[WHAT YOU NEED TO DO]:
a) Answer these questions from the Wolfgang Lippert biography:
(i) What type of fighter did Lippert shoot down on 15 July 1938?
(ii) Whom did Lippert succeed as Staffelkapitän of 3. Staffel of JG 53?
(iii) To which airfield did I. Gruppe relocate in December 1939?
b) Carry on the Wolfgang Lippert biography from its last sentence.

[DOCUMENT PASSAGE]:
----------
- Born: 14 September 1914 Fraureuth, Kingdom of Saxony
- Died: 3 December 1941 (aged 27) Egypt
- Allegiance: Nazi Germany
- Branch: Luftwaffe
- Rank: Hauptmann (captain)
- Unit: JG 53, JG 27
- Commands: 3./JG 53, II./JG 27
- Conflicts: Spanish Civil War World War II Battle of France; Battle of Britain; Operation Barbarossa; North African Campaign;
- Awards: Spanish Cross In Gold with Swords Knight's Cross of the Iron Cross

= Wolfgang Lippert (pilot) =

World War II Luftwaffe Flying ace (1914–1941)

Wolfgang Lippert (14 September 1914 – 3 December 1941) was a World War II Luftwaffe Flying ace. Lippert was credited with 30 victories, five of which were scored in the Spanish Civil War.

==Early of life and career==
Lippert was born on 14 September 1911 in Fraureuth of the Kingdom of Saxony within the German Empire. He joined the Luftwaffe and after pilot training, (Note: Flight training in the Luftwaffe progressed through the levels A1, A2 and B1, B2, referred to as A/B flight training. A training included theoretical and practical training in aerobatics, navigation, long-distance flights and dead-stick landings. The B courses included high-altitude flights, instrument flights, night landings and training to handle the aircraft in difficult situations.) was posted to I. Gruppe (1st group) of Jagdgeschwader 134 "Horst Wessel". Lippert gained his first aerial victories during the Spanish Civil War flying with the Condor Legion with 3. Staffel (3rd squadron) of Jagdgruppe 88. He claimed his first aerial victory on 15 July 1938 when he shot down a Polikarpov I-15 fighter. In total, he claimed five victories from mid-1938 until March 1939. For his service in Spain, he received the Spanish Cross in Gold with Swords (Spanienkreuz in Gold mit Schwertern) on 14 April 1939.

Following his return from Spain, Lippert was posted I. Gruppe of Jagdgeschwader 133 (JG 133—133rd Fighter Wing) based at Wiesbaden-Erbenheim Airfield. On 1 May 1939, the Gruppe was renamed and became the I. Gruppe of Jagdgeschwader 53 (JG 53—53rd Fighter Wing). That day, Lippert was appointed Staffelkapitän (squadron leader) of 3. Staffel of JG 53. He succeeded Hauptmann Lothar von Janson who was transferred.

==World War II==
World War II in Europe began on Friday, 1 September 1939, when German forces invaded Poland. At the time, JG 53 was tasked with patrolling Germany's western border between Trier and Saarbrücken in what would be dubbed the "Phoney War" period of World War II. The Gruppe moved to an airfield at Kirchberg on 26 September. Four days later, Lippert claimed his first victory of World War II on 30 September 1939, a French Morane-Saulnier M.S.406 fighter. In December, I. Gruppe relocated to Darmstadt-Griesheim Airfield. Lippert claimed his second aerial victory on 7 April 1940, a Royal Air Force (RAF) Supermarine Spitfire. During the Battle of France he claimed six further Allied aircraft shot down.
----------
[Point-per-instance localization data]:
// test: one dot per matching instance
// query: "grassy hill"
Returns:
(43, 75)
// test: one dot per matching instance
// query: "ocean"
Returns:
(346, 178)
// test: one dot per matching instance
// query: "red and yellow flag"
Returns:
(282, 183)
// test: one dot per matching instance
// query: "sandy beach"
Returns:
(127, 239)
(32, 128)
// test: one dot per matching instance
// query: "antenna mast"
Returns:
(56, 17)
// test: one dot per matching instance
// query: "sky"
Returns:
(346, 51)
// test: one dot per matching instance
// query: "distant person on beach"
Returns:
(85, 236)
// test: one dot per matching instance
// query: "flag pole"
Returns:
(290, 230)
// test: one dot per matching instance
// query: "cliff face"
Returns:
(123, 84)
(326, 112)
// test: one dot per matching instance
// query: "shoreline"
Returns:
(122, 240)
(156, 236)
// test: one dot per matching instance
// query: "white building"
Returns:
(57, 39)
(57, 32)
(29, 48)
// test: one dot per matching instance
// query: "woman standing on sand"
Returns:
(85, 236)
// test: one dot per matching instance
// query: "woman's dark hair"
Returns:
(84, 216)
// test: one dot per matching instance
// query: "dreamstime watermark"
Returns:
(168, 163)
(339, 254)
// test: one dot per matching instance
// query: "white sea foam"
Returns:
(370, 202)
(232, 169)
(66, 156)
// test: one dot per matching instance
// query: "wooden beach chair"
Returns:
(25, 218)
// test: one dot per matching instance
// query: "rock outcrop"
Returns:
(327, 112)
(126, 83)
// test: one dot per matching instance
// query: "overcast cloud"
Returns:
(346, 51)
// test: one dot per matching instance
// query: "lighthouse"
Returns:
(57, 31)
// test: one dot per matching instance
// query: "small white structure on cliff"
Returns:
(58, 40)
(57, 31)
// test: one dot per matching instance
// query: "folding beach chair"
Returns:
----------
[RESPONSES PER TASK]:
a)
(i) A Polikarpov I-15.
(ii) Hauptmann Lothar von Janson.
(iii) Darmstadt-Griesheim Airfield.

b)
On 16 August 1940 during the Battle of Britain, the Luftwaffe flew 399 bomber and 1,314 fighter sorties over Britain. That day, I. Gruppe participated on two missions to England, at 13:30 and 17:20. During the second mission, Lippert claimed a Spitfire shot down.

===Group commander===

II./JG 27 Emblem

On 4 September 1940, Hauptmann Lippert was appointed Gruppenkommandeur (group commander) of II. Gruppe of Jagdgeschwader 27 (JG 27—27th Fighter Wing). He thus succeeded Oberleutnant Ernst Düllberg who had temporarily replaced Hauptmann Werner Andres after his transfer. In consequence, command of 3. Staffel of JG 53 was given to Oberleutnant Julius Haase. On 7 September, II. Gruppe participated in Operation "Loge", 350 bombers escorted by 648 fighters, attacked various targets in the greater London area. The Gruppe protected those bombers returning from the docks in the East End of London. On this mission, Lippert claimed a Spitfire shot down at 19:05 near London, his first claim with JG 27.

On 24 September, II. Gruppe moved to Saint-Inglevert Airfield located northeast of Boulogne-sur-Mer near the English Channel. That day, Lippert was awarded the Knight's Cross of the Iron Cross (Ritterkreuz des Eisernen Kreuzes) after 13 World War II victories. Together with Oberleutnant Hans "Assi" Hahn, the presentation was made by Reichsmarschall Hermann Göring, the Commander-in-Chief of the Luftwaffe, at his residence Carinhall. On 1 November, he shot down RAF ace S/L Archie McKellar flying a No. 605 Squadron Hurricane Mk.I.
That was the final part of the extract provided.